It must be added, however, that the same phrase, "moral certitude," which is here used for strict certitude, is employed also in a looser way to mean high probability, such as would be enough to determine the action of an ordinarily prudent man. It is moral inasmuch as it suffices for a moral agent. Thus a merchant would make a great venture on "a moral certitude," which meant the probability of a thousand to one, yet did not quite leave the level of probability, and mount into that of strict certitude.
While it belongs to philosophy to draw, in general, the distinction between the three species of certitude, it would be preposterous to ask it to settle, in all concrete cases, whether we can have certitude, and if so, of what kind. Not all the departments of science together can discharge this function: but each department is left by philosophy to do what it can in its own sphere, while philosophy itself investigates certitude in its highest generality. Should any one try to illustrate its doctrines by examples confessedly dubious in their own scientific order, it simply begs the person to choose a more suitable illustration; it does not undertake to meddle out of its own province, and it borrows, to exemplify its teaching, only safe instances.
2. Next to difference of kind in certitude may be taken difference of degree. It is maintained by some that from its very nature certitude admits of no degrees, of no less and more; that if a man is sure, he is sure, and that is all about it; so that to talk of assurance being made doubly sure is a mere façon de parler. We are not concerned to maintain that under no acceptation of the word "assent" is it possible to deny the existence of degrees in it; but if we take "assent" in its wider and more ordinary meaning, the certitude of our assent does admit of degrees, in the sense we are about to explain in the following paragraph.
Every certitude must absolutely exclude all solid doubt, which exclusion of doubt is the negative side of certitude and, of its own nature, allows of no degrees; but the positive side, or the positive assent itself, is of a nature to admit degrees. Certitude, then, on its negative side has not, on its positive it has, degrees. The two sides are only distinguishable aspects, not separable elements; by one act, we are sure and do not doubt. Before this doctrine can appear quite satisfactory, it needs a little elaboration. For against it, in its cruder form, must be urged the fact, that the same motives which produce assent also drive out doubt; and that, therefore, doubt is expelled with a force varying with the expelling motives, all of which are alike in that they annihilate doubt, but differ in that some effect the annihilation with greater energy. So of two men who agree in the fact of being no longer in a certain assembly room, one may have been quietly lifted into the adjoining street, and another shot with a catapult into a street some distance away. Thus, it is argued, even the negative side of certitude, the expulsion of all doubt, may differ in degree.

[Bounding box annotation entries]
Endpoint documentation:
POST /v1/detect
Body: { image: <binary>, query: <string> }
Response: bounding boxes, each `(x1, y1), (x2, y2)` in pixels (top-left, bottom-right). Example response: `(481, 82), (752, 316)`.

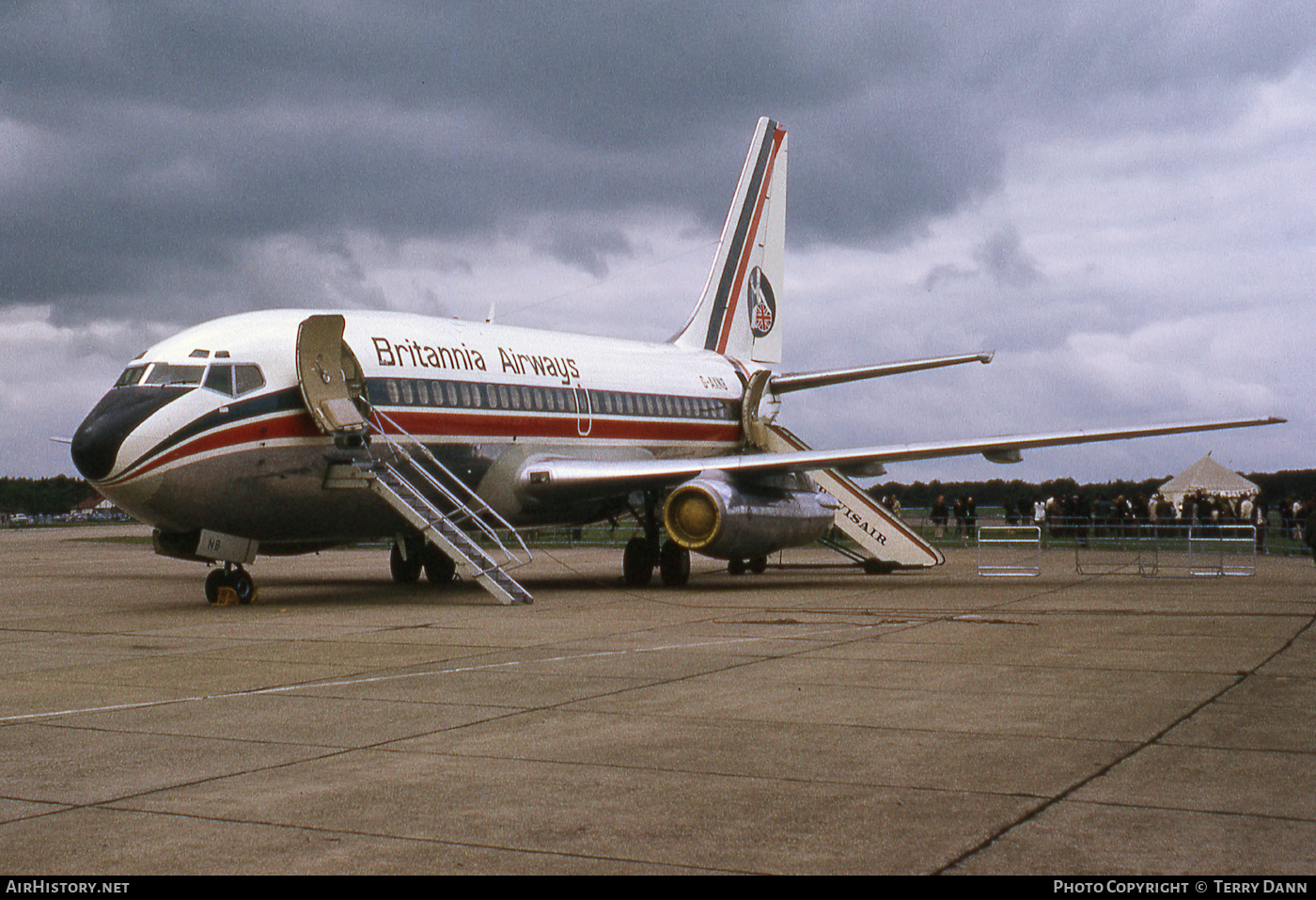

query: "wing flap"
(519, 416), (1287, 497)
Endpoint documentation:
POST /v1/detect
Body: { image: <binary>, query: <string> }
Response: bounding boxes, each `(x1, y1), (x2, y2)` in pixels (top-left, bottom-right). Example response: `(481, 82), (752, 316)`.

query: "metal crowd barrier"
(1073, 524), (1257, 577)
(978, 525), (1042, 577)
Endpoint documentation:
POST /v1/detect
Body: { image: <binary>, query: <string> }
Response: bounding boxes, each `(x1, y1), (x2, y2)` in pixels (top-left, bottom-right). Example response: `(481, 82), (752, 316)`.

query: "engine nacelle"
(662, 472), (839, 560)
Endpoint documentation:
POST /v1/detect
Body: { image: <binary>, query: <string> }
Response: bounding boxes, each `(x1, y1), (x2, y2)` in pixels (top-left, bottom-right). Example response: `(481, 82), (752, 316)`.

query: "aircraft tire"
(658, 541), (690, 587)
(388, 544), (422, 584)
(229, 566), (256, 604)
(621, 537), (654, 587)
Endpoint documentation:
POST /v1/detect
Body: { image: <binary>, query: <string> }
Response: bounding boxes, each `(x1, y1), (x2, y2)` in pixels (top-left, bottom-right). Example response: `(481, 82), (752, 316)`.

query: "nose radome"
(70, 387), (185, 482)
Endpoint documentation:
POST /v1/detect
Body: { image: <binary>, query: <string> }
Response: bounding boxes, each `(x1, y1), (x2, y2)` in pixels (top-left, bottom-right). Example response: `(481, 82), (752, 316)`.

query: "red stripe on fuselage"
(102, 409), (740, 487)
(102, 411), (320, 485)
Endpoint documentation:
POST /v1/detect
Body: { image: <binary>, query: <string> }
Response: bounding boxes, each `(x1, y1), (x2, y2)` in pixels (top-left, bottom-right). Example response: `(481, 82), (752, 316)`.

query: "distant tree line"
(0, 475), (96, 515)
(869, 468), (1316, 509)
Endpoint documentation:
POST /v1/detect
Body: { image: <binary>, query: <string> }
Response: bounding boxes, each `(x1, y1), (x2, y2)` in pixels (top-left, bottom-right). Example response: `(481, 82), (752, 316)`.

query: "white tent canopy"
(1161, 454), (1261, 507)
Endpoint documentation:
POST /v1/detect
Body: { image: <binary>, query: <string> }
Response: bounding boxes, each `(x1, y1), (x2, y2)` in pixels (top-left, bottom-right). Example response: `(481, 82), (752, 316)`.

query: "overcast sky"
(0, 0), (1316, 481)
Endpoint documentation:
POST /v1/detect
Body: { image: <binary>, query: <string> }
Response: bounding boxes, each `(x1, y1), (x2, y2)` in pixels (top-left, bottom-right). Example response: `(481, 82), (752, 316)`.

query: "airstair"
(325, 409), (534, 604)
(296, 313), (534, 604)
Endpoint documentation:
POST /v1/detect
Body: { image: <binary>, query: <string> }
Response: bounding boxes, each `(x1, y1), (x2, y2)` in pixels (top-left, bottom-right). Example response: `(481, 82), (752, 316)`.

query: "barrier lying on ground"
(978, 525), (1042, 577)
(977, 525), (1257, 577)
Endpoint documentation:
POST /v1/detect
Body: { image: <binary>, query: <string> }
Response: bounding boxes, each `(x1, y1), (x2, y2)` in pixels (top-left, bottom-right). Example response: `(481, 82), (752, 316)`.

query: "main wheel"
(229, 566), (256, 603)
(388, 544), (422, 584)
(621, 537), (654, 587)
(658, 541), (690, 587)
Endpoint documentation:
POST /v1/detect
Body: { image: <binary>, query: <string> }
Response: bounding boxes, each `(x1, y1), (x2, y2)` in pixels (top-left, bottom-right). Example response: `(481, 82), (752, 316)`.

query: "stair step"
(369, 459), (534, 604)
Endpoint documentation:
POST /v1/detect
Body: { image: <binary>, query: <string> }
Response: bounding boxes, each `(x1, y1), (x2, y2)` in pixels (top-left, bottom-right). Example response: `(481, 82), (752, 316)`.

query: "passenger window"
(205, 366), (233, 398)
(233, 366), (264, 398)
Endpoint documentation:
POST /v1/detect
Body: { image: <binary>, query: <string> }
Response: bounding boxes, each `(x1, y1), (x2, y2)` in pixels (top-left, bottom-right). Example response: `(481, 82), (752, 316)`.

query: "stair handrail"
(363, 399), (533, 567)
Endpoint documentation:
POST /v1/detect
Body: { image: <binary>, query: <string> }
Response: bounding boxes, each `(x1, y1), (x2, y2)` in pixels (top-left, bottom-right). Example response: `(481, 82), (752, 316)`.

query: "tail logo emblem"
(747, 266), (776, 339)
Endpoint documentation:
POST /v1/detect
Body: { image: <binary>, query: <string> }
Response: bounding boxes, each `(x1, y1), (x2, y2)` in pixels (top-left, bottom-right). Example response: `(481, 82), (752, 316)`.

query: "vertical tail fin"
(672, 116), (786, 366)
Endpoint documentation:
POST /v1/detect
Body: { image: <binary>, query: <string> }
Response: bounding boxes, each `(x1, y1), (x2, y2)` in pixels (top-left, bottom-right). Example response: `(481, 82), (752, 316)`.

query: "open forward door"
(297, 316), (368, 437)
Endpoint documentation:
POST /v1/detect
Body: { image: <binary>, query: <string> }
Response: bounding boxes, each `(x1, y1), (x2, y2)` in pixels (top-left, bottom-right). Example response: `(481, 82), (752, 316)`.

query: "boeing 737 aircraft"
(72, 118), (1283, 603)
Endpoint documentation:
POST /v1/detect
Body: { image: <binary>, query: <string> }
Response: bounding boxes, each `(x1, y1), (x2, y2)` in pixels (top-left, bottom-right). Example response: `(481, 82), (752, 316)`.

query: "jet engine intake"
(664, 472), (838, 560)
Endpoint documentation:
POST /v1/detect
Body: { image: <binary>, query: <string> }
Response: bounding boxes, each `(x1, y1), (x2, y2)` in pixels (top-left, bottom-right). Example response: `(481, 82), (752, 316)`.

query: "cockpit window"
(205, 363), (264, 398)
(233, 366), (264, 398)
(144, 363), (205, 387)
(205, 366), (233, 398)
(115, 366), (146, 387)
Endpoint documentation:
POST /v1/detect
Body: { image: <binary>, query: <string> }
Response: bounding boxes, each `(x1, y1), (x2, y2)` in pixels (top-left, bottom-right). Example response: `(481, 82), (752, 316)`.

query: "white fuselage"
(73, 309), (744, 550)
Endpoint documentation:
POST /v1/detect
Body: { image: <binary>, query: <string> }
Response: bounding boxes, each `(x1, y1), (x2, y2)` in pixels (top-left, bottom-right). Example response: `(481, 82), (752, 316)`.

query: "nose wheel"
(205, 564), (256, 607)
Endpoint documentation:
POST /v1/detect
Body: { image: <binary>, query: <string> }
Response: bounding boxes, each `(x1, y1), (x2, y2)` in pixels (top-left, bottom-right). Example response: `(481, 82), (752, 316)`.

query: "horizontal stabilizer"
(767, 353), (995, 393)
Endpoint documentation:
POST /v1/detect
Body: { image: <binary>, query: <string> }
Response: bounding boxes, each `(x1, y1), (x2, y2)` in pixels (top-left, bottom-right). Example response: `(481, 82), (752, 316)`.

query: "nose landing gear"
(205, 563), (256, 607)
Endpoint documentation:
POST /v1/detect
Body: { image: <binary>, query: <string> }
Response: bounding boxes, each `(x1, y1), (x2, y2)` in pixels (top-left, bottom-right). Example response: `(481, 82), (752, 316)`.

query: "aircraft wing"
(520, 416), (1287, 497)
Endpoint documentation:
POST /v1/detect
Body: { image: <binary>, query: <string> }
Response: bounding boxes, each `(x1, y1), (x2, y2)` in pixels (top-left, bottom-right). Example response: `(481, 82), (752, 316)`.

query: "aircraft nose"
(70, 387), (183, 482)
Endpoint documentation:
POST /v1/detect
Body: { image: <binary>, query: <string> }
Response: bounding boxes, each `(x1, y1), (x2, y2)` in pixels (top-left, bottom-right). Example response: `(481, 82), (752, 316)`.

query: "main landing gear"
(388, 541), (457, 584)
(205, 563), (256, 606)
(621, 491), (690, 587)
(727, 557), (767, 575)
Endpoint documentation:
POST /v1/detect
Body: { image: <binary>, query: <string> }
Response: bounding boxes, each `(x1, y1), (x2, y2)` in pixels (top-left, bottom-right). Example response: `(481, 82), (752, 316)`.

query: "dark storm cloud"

GOAL 1.
In the passage on certitude, reproduce the portion starting at "While it belongs" and ending at "only safe instances.", substituting "metaphysics" for "philosophy".
GOAL 2.
Summarize the passage on certitude in two sentences.

WRITTEN REPLY 1.
While it belongs to metaphysics to draw, in general, the distinction between the three species of certitude, it would be preposterous to ask it to settle, in all concrete cases, whether we can have certitude, and if so, of what kind. Not all the departments of science together can discharge this function: but each department is left by metaphysics to do what it can in its own sphere, while metaphysics itself investigates certitude in its highest generality. Should any one try to illustrate its doctrines by examples confessedly dubious in their own scientific order, it simply begs the person to choose a more suitable illustration; it does not undertake to meddle out of its own province, and it borrows, to exemplify its teaching, only safe instances.

WRITTEN REPLY 2.
The phrase "moral certitude" can also mean a high probability sufficient for a prudent person's action, and philosophy draws the general distinction among kinds of certitude while leaving concrete cases to each department of science. Certitude admits no degrees on its negative side, the exclusion of all solid doubt, but does on its positive side, the assent itself, though it is argued that even the expulsion of doubt may differ in degree because the motives that expel it act with varying force.